Banyak masyarakat Indonesia yang terlalu cepat mengambil keputusan dalam memaknai suatu hal tanpa mempertimbangkan sumber informasi tersebut. Masyarakat juga lebih percaya terhadap apa yang diyakininya daripada kenyataan.

Salah satu penyebab terjadinya hal tersebut adalah karena rendahnya literasi masyarakat Indonesia terutama literasi digital. Berbagai hasil survei yang dilakukan oleh lembaga-lembaga internasional hampir selalu menunjukkan kualitas budaya literasi di Indonesia masih kurang.

Sebagai contoh dalam laman Kemendagri (23/3/2021), survei yang dilakukan oleh Program for International Student Assessment (PISA) yang dirilis Organization for Economic Co-operation and Development (OECD) pada tahun 2019 menunjukkan bahwa Indonesia menempati urutan ke 62 dari 70 negara yang berkaitan dengan tingkat literasi. Hal ini menunjukkan bahwa Indonesia masih berada di 10 negara terbawah yang memiliki tingkat literasi rendah.

Survei lain yang dilakukan oleh Kementerian Pendidikan dan Kebudayaan pada tahun 2019 dalam laman Kemdikbud (17/5/2019), yang menyusun Indeks Aktivitas Literasi Membaca (Alibaca) di seluruh provinsi di Indonesia. Indeks tersebut menunjukkan bahwa terdapat 9 provinsi yang memiliki kategori sedang, 24 provinsi berkategori rendah, dan 1 provinsi berkategori sangat rendah. Sedangkan rata-rata indeks secara nasional yaitu sebesar 37,22% yang menunjukkan bahwa indeks literasi Indonesia masih tergolong rendah.

(Kutipan dataset berlabel kotak)

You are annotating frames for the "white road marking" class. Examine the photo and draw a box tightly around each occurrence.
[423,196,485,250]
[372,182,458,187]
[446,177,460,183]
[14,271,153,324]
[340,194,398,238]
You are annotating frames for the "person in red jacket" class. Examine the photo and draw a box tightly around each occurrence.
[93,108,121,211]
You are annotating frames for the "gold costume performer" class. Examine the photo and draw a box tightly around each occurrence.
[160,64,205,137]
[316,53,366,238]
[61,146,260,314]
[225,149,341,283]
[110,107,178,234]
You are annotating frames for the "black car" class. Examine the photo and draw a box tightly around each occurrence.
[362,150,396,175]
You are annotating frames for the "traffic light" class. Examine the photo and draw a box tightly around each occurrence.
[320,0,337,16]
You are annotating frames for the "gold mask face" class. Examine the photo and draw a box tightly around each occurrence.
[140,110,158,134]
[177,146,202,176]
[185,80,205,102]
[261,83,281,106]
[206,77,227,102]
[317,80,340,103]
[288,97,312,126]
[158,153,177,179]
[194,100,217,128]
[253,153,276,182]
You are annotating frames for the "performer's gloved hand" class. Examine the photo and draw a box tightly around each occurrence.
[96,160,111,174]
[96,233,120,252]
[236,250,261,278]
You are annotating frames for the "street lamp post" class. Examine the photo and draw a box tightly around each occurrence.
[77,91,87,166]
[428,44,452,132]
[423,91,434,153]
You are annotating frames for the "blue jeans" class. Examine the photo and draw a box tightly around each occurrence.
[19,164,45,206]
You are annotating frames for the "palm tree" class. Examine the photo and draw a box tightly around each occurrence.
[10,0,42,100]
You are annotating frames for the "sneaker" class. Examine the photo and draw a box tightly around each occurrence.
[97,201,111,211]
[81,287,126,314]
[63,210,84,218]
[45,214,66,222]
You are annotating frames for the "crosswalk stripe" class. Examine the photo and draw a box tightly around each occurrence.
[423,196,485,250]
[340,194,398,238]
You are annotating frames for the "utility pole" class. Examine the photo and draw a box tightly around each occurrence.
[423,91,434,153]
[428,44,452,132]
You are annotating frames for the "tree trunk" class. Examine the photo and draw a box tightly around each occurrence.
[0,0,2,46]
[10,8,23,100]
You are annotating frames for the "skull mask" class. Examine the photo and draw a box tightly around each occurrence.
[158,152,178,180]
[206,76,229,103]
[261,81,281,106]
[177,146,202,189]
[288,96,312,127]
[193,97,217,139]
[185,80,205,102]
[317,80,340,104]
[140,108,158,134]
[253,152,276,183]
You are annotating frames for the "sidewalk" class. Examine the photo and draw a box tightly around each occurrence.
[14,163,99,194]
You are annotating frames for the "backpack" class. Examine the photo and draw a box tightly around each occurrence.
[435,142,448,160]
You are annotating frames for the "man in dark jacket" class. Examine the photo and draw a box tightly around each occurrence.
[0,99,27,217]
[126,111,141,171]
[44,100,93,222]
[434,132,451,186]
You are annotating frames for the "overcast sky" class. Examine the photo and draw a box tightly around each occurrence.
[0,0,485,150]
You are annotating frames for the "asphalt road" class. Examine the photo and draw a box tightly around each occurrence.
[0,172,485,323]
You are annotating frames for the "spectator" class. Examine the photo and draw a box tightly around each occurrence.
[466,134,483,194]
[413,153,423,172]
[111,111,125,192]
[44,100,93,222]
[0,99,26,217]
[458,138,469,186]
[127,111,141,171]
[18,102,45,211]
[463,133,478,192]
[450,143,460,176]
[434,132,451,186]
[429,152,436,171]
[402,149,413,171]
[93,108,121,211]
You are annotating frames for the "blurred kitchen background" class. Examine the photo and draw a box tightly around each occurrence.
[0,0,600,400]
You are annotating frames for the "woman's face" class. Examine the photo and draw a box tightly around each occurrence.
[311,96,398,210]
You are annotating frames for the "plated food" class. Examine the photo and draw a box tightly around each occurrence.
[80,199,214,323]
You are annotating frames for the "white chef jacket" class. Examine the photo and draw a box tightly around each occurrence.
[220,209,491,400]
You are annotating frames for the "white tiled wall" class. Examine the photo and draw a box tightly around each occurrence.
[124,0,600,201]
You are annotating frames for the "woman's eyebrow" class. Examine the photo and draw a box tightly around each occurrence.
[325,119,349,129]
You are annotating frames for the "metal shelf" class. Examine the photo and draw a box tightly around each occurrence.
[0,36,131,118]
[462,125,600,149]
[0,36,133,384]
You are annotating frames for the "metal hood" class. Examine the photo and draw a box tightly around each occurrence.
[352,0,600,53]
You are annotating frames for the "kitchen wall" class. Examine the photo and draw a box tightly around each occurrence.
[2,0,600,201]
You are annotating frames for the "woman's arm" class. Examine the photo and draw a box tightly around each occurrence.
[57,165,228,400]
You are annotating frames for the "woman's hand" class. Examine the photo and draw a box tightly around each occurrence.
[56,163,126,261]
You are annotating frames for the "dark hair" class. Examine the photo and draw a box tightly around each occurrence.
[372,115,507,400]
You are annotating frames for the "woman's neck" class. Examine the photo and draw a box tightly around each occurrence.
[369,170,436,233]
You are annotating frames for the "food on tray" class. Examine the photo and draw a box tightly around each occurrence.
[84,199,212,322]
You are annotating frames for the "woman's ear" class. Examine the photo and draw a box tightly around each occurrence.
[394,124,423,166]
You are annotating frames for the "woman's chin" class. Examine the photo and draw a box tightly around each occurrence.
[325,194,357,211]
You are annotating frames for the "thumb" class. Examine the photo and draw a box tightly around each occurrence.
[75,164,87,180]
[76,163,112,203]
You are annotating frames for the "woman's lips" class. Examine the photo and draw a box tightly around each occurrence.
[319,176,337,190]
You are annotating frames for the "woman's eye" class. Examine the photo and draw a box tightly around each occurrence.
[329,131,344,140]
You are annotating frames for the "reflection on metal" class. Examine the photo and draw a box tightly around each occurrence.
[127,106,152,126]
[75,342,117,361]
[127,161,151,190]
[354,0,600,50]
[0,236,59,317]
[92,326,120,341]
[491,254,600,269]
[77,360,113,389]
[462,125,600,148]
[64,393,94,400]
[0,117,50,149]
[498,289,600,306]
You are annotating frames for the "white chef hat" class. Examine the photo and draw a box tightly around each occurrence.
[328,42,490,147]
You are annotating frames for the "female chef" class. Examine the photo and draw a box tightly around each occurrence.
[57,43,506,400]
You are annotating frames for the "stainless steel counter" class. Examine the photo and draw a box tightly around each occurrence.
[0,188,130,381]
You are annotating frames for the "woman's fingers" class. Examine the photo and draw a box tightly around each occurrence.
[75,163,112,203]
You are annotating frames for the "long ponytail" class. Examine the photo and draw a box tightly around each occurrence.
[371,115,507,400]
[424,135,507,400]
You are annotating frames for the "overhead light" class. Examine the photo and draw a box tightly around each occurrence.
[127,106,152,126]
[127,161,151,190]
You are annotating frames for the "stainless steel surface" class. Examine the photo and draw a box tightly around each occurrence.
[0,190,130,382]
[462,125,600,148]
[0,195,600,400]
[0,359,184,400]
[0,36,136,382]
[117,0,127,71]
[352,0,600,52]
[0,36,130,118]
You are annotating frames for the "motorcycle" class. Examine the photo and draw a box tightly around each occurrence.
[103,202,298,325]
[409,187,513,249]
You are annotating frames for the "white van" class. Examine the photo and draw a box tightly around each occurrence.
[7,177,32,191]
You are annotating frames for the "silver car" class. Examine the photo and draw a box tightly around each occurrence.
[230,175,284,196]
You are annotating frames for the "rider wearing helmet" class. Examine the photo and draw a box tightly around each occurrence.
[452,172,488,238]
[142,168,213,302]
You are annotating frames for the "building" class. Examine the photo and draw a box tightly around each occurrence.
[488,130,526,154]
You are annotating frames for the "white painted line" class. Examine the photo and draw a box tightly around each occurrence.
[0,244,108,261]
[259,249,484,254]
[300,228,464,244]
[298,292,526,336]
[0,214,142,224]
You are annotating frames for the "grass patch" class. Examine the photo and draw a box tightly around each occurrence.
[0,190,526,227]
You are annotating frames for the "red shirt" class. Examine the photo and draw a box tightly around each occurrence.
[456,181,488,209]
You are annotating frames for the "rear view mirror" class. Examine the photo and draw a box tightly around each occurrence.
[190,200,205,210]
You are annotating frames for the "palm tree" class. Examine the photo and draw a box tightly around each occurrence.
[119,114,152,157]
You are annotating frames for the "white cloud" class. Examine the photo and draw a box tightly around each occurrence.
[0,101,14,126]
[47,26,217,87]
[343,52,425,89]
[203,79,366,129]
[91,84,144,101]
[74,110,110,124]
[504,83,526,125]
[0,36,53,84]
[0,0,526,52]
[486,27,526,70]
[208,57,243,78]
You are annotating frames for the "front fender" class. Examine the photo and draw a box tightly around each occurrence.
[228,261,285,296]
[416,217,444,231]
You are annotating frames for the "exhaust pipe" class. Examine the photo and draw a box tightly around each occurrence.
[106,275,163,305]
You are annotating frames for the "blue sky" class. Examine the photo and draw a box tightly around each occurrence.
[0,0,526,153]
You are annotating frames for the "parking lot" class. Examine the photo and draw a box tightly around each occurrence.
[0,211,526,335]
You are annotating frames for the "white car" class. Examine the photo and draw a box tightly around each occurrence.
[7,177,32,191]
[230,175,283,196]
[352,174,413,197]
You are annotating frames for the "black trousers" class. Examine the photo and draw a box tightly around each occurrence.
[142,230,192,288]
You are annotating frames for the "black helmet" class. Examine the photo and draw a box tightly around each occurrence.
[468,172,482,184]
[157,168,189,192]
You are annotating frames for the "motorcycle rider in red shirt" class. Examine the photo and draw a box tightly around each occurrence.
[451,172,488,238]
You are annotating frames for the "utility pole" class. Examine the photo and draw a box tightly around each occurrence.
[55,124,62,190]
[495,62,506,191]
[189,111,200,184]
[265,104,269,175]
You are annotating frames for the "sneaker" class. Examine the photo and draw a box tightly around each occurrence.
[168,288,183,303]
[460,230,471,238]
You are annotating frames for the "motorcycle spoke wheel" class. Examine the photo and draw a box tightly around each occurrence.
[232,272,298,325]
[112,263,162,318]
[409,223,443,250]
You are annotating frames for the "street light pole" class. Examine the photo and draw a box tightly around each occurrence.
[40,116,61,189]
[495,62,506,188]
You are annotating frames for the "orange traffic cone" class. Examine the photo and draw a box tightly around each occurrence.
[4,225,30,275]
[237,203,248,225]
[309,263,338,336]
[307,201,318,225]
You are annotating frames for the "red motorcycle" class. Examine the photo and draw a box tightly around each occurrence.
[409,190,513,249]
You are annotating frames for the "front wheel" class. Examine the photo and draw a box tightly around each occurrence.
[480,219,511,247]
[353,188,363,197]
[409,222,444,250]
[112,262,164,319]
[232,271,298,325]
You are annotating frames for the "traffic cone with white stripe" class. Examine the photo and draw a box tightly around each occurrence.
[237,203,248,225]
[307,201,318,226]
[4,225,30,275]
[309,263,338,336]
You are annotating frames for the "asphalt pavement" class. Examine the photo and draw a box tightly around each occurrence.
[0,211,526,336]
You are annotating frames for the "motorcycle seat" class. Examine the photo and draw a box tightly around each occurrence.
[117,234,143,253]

[TUJUAN 1] Dalam teks tentang literasi masyarakat Indonesia di atas, berapa rata-rata nasional Indeks Alibaca?
[TUJUAN 2] Tuliskan ulang tanpa perubahan bagian teks tentang literasi masyarakat Indonesia di atas, mulai dari "Survei lain yang" sampai "masih tergolong rendah.".

[KELUARAN LENGKAP 1] 37,22%.

[KELUARAN LENGKAP 2]
Survei lain yang dilakukan oleh Kementerian Pendidikan dan Kebudayaan pada tahun 2019 dalam laman Kemdikbud (17/5/2019), yang menyusun Indeks Aktivitas Literasi Membaca (Alibaca) di seluruh provinsi di Indonesia. Indeks tersebut menunjukkan bahwa terdapat 9 provinsi yang memiliki kategori sedang, 24 provinsi berkategori rendah, dan 1 provinsi berkategori sangat rendah. Sedangkan rata-rata indeks secara nasional yaitu sebesar 37,22% yang menunjukkan bahwa indeks literasi Indonesia masih tergolong rendah.